_RAW DATA_
========

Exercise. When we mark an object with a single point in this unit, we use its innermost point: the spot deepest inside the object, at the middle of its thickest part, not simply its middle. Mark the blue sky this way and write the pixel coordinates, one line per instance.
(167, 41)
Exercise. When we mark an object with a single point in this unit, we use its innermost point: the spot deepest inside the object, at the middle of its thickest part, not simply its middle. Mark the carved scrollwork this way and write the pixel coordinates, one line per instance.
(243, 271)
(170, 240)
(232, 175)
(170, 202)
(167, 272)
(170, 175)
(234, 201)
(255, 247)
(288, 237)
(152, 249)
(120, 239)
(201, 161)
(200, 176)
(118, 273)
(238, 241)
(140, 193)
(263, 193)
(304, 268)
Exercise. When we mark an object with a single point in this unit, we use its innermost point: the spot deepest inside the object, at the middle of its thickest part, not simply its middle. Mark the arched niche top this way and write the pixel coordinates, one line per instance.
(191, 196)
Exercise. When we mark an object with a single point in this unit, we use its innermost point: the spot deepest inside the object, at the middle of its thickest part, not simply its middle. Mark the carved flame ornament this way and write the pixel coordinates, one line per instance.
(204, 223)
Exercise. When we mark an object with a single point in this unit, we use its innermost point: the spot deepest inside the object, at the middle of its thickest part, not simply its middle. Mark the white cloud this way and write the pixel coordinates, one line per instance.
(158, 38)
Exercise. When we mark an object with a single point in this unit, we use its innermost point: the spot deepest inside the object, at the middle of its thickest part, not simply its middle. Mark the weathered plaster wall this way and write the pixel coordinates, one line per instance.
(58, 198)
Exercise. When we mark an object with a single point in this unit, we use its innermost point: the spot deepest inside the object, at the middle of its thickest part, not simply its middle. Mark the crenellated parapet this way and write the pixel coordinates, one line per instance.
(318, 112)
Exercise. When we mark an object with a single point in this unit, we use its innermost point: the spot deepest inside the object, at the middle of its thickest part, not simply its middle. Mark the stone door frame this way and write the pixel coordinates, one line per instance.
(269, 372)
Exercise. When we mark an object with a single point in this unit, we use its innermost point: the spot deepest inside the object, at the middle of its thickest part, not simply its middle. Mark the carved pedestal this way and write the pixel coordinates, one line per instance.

========

Please transcribe the entries above exactly as written.

Exercise. When we mark an object with a single point in this unit, we use its innermost point: the spot deepest inside the object, at the middle of its thickest part, not simply its middle. Mark the blue sky this way and write the pixel coordinates, one line per instance.
(167, 41)
Exercise. When we mark an object with a single point in this unit, we use its innermost point: the spot deepest inside the object, at the middle of its thickest part, not simply its middle. Mark the carved scrollwork this way and write the pixel coordinates, one line per instance.
(243, 271)
(170, 240)
(232, 175)
(170, 202)
(167, 272)
(170, 175)
(234, 201)
(255, 247)
(288, 237)
(152, 249)
(120, 239)
(201, 161)
(200, 176)
(118, 273)
(238, 241)
(140, 193)
(263, 193)
(304, 268)
Exercise. When we mark an object with a single point in this unit, we use its innermost point: the spot deepest inside the object, at the middle of its thickest part, not simply its middle. Mark the arched niche top this way and write the pixel coordinates, one line per instance.
(191, 196)
Exercise. When we mark an object with a single point in this unit, we use its innermost point: the spot deepest inside the object, at the middle of its thickest part, not simply its middle. Mark the carved flame ornament this way and write the pixel coordinates, one line per instance.
(204, 223)
Exercise. When we mark an object with a single point in this unit, we use its innermost point: the spot deepest inside the object, at the middle of its thickest part, not simply its middle. Mark the white cloud this way and write the pixel coordinates, one line per instance.
(158, 38)
Exercise. When we mark an object with a single point in this unit, we use its innermost point: the spot deepest inside the object, at the middle of its thickest part, not simply its middle. Mark the weathered plaster wall this way and write the pixel coordinates, one line per instance.
(58, 198)
Exercise. When we mark an object with a single point in this unit, we use its innermost point: the spot deepest inside the object, at the middle of its thickest part, not simply its middle. Mark the crenellated parapet this way and write the pixel coordinates, one line per instance.
(318, 112)
Exercise. When we mark an object with a single point in this unit, we use its innermost point: the spot deepest inside the object, at the middle of its thickest part, not simply its middle. Mark the stone door frame this way and write the pixel coordinates, one line per instance.
(269, 372)
Exercise. When we mark an object with a single point in this unit, we use its innermost point: the spot deepest inside the object, at the middle of its thickest part, not simply its middle. Mark the carved pedestal this way and write the pixel coordinates, one line per instance.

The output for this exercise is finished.